## EXTRACT

Did you know that about 45% of dog owners are sharing their beds with their pets? While a sweet action, the bigger the dog, the more space they take up in bed. Of course, some dogs make the perfect cuddle buddy, but others are like sleeping with a giant because the bed just isn’t big enough.
If your pet doesn’t sleep in bed with you normally but has stolen your pillow while you’re not using it, then this is for you. Why on earth are they doing this? It’s a pillow, right? For a dog, this pillow can mean several things. Some of the behavior is acceptable and understandable, but one needs to be corrected right away.
Let’s look into why your dog could be sleeping on your pillow, and ways to correct the behavior.
Top 6 Reasons Why Your Dog Sleeps on Your Pillow
Just like humans, dogs have smells that just make them feel safe. For us, it could be the smell of lavender or even fresh-cut grass. We have smells that tell our brains that everything is going to be okay.
Dogs take comfort in the scent of their owners. There are many studies done that show that the pleasure center of the canine brain reacts to the owner’s odor more than other smells. This means you are your dog’s comfort smell. For anxious dogs, this is helpful in making them feel like you are close.
If you find your dog sleeping on your pillow when you aren’t there, chances are they have found their safe place to sleep. They consider you, their safe place, and trust that you will protect them from harm, even if you aren’t currently using your bed.
While the pillow is a safe spot, your dog could easily be doing more than just making themselves feel safe.
Dogs are incredibly protective of their owners, no matter what size they are. Sleeping on your pillow allows them to watch over you at night and make sure that you are okay. There have been many dogs that end up checking on their human’s breathing to make sure things are all good.
Since dogs are pack animals, they want to keep their pack safe. When you are asleep, you are at your most vulnerable to danger. They are like a guardian angel, protecting you from any danger that could happen.

## GIVEN RECORDS
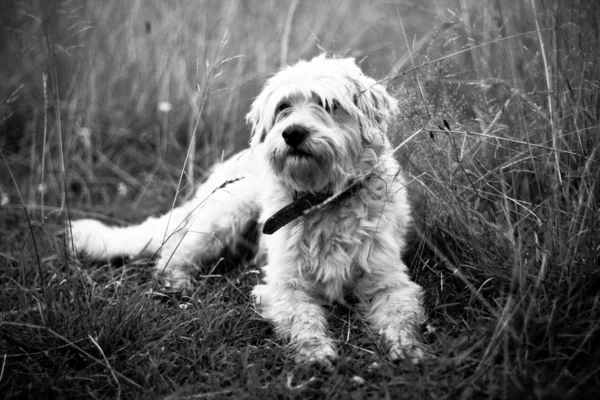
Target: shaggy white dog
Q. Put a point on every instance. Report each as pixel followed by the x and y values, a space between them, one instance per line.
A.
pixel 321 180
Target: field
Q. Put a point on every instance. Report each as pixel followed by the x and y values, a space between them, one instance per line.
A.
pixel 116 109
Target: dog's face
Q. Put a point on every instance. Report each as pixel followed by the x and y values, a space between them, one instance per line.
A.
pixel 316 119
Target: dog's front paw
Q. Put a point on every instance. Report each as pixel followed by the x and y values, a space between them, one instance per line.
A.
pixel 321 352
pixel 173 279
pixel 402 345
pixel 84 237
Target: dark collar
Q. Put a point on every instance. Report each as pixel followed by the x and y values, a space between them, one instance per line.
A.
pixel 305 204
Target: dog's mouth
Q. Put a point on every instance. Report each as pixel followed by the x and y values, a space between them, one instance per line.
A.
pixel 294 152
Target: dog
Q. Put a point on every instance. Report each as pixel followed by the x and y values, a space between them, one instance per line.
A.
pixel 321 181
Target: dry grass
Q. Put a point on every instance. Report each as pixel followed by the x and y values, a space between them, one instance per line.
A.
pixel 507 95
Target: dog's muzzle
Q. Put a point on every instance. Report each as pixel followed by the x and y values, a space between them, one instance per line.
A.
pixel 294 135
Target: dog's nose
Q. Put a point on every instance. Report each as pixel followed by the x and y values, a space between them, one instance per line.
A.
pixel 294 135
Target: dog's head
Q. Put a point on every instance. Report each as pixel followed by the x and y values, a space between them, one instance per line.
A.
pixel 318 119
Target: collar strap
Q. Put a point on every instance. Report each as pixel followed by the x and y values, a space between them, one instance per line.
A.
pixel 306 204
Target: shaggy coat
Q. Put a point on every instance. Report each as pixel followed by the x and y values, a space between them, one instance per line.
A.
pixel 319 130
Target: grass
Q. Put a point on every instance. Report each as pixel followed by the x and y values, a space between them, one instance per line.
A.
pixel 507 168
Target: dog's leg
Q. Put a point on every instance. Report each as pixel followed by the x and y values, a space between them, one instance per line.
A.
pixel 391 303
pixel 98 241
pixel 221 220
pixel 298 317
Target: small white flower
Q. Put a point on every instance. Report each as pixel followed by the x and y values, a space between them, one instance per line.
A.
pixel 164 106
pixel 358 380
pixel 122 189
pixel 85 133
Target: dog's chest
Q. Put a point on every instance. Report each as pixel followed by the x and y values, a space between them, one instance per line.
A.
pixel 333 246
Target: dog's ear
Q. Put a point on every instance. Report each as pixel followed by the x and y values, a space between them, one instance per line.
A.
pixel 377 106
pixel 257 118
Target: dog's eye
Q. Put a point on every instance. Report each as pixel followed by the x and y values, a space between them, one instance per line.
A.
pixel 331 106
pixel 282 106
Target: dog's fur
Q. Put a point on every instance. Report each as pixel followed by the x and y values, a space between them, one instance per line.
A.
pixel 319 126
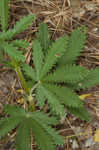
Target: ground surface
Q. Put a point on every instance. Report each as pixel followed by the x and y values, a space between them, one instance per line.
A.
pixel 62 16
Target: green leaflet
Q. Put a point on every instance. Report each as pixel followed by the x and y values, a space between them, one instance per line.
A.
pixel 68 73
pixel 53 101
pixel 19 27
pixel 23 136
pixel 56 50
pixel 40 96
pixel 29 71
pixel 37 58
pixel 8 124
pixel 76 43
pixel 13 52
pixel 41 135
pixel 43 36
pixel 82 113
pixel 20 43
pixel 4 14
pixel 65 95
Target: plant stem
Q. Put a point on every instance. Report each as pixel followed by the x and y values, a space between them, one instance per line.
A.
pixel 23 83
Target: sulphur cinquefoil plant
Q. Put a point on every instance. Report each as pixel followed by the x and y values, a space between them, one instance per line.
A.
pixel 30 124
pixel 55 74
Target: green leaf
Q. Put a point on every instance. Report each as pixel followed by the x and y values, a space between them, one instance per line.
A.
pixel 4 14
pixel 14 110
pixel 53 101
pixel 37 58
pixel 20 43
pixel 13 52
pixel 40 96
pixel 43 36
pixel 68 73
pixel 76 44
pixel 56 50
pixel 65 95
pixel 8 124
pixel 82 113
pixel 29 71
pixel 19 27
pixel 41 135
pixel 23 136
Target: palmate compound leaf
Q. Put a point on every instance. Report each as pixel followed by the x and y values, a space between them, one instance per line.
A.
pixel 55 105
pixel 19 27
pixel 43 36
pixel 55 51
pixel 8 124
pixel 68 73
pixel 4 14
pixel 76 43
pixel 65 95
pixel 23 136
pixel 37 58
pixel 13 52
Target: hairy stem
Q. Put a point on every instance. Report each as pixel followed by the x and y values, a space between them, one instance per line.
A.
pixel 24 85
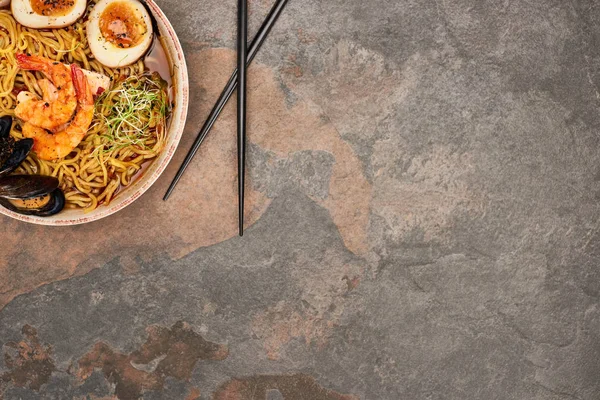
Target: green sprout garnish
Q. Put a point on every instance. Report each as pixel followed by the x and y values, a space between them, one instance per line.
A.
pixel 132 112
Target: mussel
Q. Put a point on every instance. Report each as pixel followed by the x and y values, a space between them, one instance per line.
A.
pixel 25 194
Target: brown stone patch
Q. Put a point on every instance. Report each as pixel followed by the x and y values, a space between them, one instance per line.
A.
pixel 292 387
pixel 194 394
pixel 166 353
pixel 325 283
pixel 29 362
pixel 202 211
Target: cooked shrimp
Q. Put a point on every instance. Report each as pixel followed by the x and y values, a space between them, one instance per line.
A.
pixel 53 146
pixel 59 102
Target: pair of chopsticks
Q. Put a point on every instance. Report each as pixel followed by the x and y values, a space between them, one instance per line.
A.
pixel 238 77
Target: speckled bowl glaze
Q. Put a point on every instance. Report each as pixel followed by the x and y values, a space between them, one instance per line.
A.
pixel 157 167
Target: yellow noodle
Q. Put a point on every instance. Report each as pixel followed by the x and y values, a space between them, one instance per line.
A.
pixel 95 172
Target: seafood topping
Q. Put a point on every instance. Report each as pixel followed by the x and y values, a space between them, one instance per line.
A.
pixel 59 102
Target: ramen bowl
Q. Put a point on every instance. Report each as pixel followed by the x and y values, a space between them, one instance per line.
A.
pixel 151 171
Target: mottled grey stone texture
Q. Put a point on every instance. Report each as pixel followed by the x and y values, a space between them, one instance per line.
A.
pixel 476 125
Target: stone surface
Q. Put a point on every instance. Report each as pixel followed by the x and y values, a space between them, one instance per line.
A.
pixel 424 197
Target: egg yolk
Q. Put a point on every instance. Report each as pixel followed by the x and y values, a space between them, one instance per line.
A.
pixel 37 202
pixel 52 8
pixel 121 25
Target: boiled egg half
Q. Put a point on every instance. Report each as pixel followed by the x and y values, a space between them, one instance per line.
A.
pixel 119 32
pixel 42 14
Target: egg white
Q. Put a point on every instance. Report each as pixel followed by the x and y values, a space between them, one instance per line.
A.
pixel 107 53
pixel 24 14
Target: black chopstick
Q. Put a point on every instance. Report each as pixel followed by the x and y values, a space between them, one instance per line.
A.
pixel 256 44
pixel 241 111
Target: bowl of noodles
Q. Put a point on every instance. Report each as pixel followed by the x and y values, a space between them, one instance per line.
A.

## WHAT TO WORK ON
Answer from the article about dogs and pillows:
1. About what share of dog owners share their beds with their pets?
2. Which part of the canine brain reacts more to the owner's odor than to other smells?
3. When are you at your most vulnerable to danger?
Use only the article about dogs and pillows.

## RESPONSE TO THE EXERCISE
1. About 45%.
2. The pleasure center.
3. When you are asleep.